> Exercise inputs

***

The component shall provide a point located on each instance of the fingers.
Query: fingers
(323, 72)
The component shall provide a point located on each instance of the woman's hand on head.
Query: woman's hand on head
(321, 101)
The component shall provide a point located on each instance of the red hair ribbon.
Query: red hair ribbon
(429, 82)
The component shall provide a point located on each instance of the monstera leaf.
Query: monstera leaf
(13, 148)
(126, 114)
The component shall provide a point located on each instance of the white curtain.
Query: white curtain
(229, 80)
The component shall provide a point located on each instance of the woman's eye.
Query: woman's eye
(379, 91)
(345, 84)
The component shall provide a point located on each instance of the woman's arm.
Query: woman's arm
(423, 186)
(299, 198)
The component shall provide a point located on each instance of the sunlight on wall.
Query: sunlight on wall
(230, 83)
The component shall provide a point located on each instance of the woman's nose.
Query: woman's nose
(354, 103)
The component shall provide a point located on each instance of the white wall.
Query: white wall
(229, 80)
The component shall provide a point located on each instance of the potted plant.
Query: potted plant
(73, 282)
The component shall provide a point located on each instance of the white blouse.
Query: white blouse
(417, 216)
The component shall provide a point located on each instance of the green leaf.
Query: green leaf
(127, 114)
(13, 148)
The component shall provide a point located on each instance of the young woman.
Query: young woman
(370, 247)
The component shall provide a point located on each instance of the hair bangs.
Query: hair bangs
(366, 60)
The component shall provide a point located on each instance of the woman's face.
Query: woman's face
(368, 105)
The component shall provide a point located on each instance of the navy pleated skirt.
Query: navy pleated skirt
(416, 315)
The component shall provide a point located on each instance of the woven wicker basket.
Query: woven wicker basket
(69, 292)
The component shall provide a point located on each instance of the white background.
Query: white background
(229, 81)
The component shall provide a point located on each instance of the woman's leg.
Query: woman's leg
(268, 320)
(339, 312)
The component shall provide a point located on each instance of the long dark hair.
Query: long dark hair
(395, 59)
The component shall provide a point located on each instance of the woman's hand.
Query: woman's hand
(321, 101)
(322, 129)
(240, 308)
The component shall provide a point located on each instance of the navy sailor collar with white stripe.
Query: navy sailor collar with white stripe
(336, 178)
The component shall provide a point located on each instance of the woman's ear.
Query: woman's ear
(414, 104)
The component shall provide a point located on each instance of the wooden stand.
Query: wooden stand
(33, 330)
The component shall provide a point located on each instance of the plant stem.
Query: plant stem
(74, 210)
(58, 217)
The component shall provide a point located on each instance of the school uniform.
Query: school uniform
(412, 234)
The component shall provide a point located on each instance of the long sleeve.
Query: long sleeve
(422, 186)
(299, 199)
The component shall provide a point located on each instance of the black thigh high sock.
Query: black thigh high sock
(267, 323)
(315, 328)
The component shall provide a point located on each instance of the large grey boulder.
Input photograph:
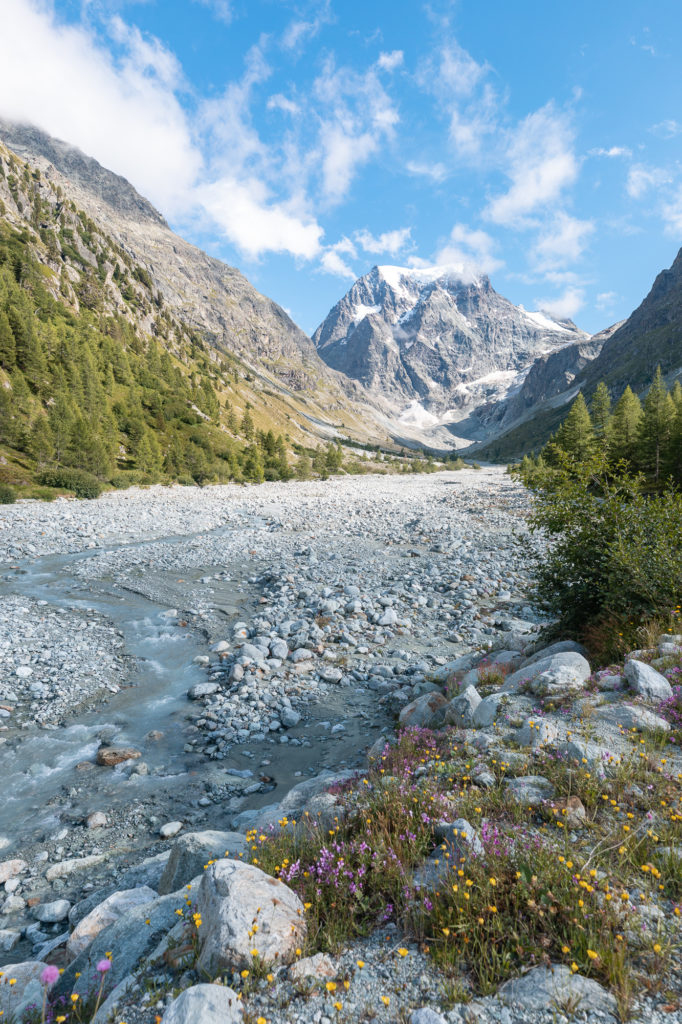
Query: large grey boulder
(51, 913)
(461, 709)
(560, 647)
(646, 681)
(231, 898)
(193, 851)
(585, 752)
(129, 939)
(205, 1005)
(461, 835)
(632, 717)
(26, 991)
(551, 987)
(147, 872)
(303, 796)
(560, 668)
(104, 914)
(426, 712)
(486, 712)
(426, 1016)
(530, 790)
(10, 868)
(537, 732)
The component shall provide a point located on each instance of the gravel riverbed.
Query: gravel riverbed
(314, 611)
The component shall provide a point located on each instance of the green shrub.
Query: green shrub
(614, 550)
(83, 484)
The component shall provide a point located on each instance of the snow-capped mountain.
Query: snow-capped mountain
(433, 344)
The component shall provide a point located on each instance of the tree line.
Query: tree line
(633, 436)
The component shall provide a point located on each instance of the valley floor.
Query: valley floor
(299, 620)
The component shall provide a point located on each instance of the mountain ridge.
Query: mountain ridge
(438, 337)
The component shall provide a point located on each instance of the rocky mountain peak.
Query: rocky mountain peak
(35, 145)
(437, 340)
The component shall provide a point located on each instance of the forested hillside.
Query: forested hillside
(632, 436)
(97, 376)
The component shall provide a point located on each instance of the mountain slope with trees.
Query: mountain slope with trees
(99, 380)
(650, 337)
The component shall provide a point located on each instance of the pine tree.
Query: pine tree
(41, 441)
(655, 427)
(247, 428)
(676, 394)
(60, 420)
(673, 463)
(576, 436)
(600, 413)
(625, 427)
(252, 466)
(303, 467)
(334, 457)
(7, 346)
(320, 463)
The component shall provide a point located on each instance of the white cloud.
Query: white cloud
(667, 129)
(605, 300)
(672, 214)
(564, 306)
(280, 102)
(221, 8)
(389, 242)
(389, 61)
(611, 153)
(255, 222)
(472, 249)
(360, 117)
(436, 172)
(641, 178)
(300, 30)
(131, 114)
(333, 262)
(541, 163)
(562, 241)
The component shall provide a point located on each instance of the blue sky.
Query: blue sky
(305, 140)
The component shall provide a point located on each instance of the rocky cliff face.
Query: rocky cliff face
(650, 336)
(430, 339)
(203, 292)
(550, 379)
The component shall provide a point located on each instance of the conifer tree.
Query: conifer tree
(252, 467)
(673, 462)
(247, 428)
(303, 467)
(655, 427)
(41, 442)
(600, 413)
(7, 346)
(625, 427)
(320, 463)
(576, 436)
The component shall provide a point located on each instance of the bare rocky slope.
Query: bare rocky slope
(202, 292)
(433, 346)
(630, 352)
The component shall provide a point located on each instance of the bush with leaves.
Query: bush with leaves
(83, 484)
(614, 549)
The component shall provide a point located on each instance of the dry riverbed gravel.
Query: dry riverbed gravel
(320, 611)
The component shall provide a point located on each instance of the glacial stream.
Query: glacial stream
(40, 763)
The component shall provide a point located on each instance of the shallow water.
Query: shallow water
(39, 764)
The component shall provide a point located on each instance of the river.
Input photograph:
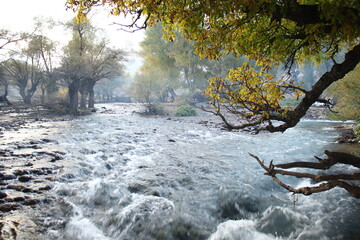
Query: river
(131, 177)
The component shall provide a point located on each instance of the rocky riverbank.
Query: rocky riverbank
(29, 164)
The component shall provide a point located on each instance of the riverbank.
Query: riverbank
(32, 162)
(29, 165)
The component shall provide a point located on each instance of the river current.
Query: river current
(126, 176)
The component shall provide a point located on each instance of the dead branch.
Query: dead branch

***

> Instructions for the task
Retype everything from the line containing "the river current." down to the end of the records, word for word.

> Task result
The component shall provide a point located on each instance of the river current.
Query: river current
(126, 176)
The component shall provide a point located on each instance of the dead branch.
Query: dead branch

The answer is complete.